Segundo uma pesquisa realizada recentemente pela Fundação Oswaldo Cruz, 3,5 milhões de brasileiros disseram ter consumido drogas ilícitas. Conforme registrado em um relatório mundial, o uso dessas substâncias está se tornando um enorme problema para a saúde pública. Além disso, a ONU divulgou um relatório que aponta que 35 milhões de pessoas no mundo sofrem de transtornos decorrentes do uso de drogas e necessitam de tratamento.

Com base nessas informações, a Gazeta do Rio Pardo procurou o Centro Terapêutico Crescendo, para conhecer a rotina, as dificuldades e o tratamento oferecido para os dependentes químicos.

Gustavo Magalhães de Andrade Castro é sócio proprietário, terapeuta holístico e conselheiro em dependência química e aconselhamento familiar do Centro. Ele explicou sobre as diferenças entre as internações voluntárias e involuntárias.

Gustavo Magalhães de Andrade Castro é sócio proprietário, terapeuta holístico e conselheiro

“O paciente voluntário, como o próprio nome já diz, é aquele que enxerga que sua vida perdeu o controle, por causa do uso de drogas. Desde o álcool, a maconha, até as drogas ilícitas mais graves. Esse paciente identifica o problema, entra em contato com a gente, e iniciamos o processo de tratamento”, afirma.

**********

§ **Partes do exercício**
**1)** As afirmações abaixo concordam com a reportagem sobre dependência química? (a) Segundo a pesquisa da Fundação Oswaldo Cruz, 3,5 milhões de brasileiros disseram ter consumido drogas ilícitas. (b) De acordo com a ONU, 3,5 milhões de pessoas no mundo necessitam de tratamento por transtornos ligados ao uso de drogas. (c) Gustavo Magalhães de Andrade Castro é médico psiquiatra do Centro. Responda sim ou não a cada uma e cite literalmente as palavras do texto que decidem a resposta.
**2)** Prossiga com a reportagem sobre dependência química, começando logo após a última frase apresentada.

§ **Os dados**
**********

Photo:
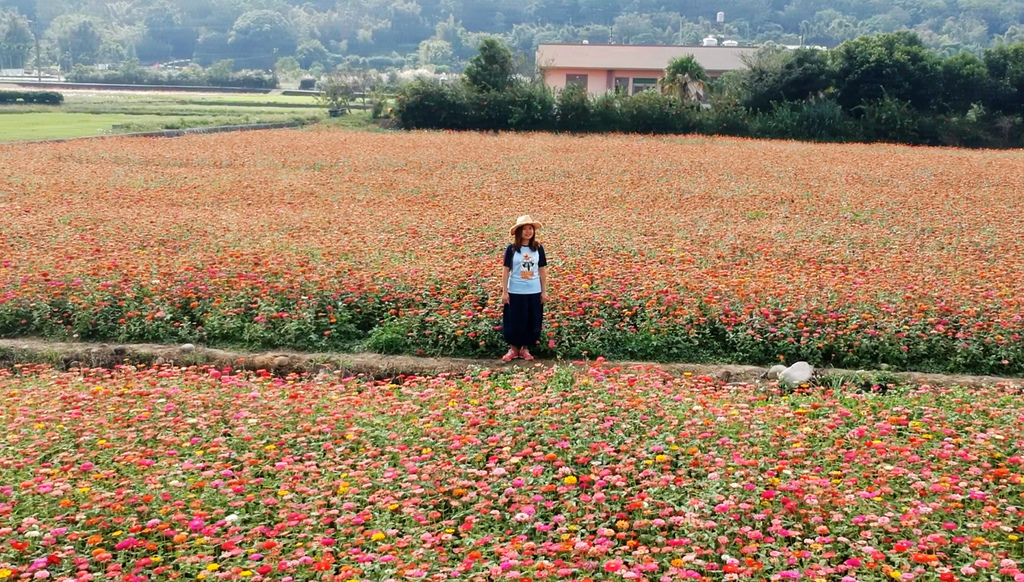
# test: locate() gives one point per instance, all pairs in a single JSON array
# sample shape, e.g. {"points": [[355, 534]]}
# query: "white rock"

**********

§ **Respostas fornecidas**
**1)**
(a) Sim: "3,5 milhões de brasileiros disseram ter consumido drogas ilícitas".
(b) Não: "35 milhões de pessoas no mundo sofrem de transtornos decorrentes do uso de drogas e necessitam de tratamento".
(c) Não: "é sócio proprietário, terapeuta holístico e conselheiro em dependência química e aconselhamento familiar do Centro".

**2)**
“Quanto ao paciente involuntário, já estamos adaptados a fazer esse tipo de internação, mas por enquanto só temos os voluntários aqui. Mas a internação dos involuntários funciona da seguinte forma: todo parente consanguíneo, de primeiro grau, pode solicitar a internação, constatando que ele está correndo risco de vida, ou causando risco a outras pessoas por causa do uso de substâncias. Com isso, a família pode entrar com o pedido de internação. Essa solicitação é feita primeiro através de um encaminhamento médico. Mas é importante sempre deixar claro que a internação é a última opção”. “Sempre são tentadas várias opções de tratamento antes da internação em si. Depois do encaminhamento feito pelo psiquiatra, temos 72 horas para dar entrada no Ministério Público, caso contrário a clínica pode ser acusada de cárcere privado. Trabalhamos com pacientes maiores de idade do sexo masculino. Essa norma de tratamento de dependência química é muito detalhista. Se fosse um lugar que acolhesse menores de idade, teria que ter normas totalmente diferentes e não poderia ter maiores junto”, explica o terapeuta.

Tratamento

“O dependente químico chega movido pela parte física da doença, que é a compulsão. Por exemplo, mesmo que a pessoa não queira usar a substância, o organismo a força a fazer isso, e ela acaba usando. Eles chegam nesse estado. De início, o que buscamos fazer com o paciente, é adapta-lo ao ambiente, aos horários, a nova casa, que é o que o Centro Terapêutico será para ele por um período. A primeira parte do tratamento é a adaptação. Damos uns dias para o paciente descansar, ver como acontece o cronograma da clínica para depois ele começar a participar”.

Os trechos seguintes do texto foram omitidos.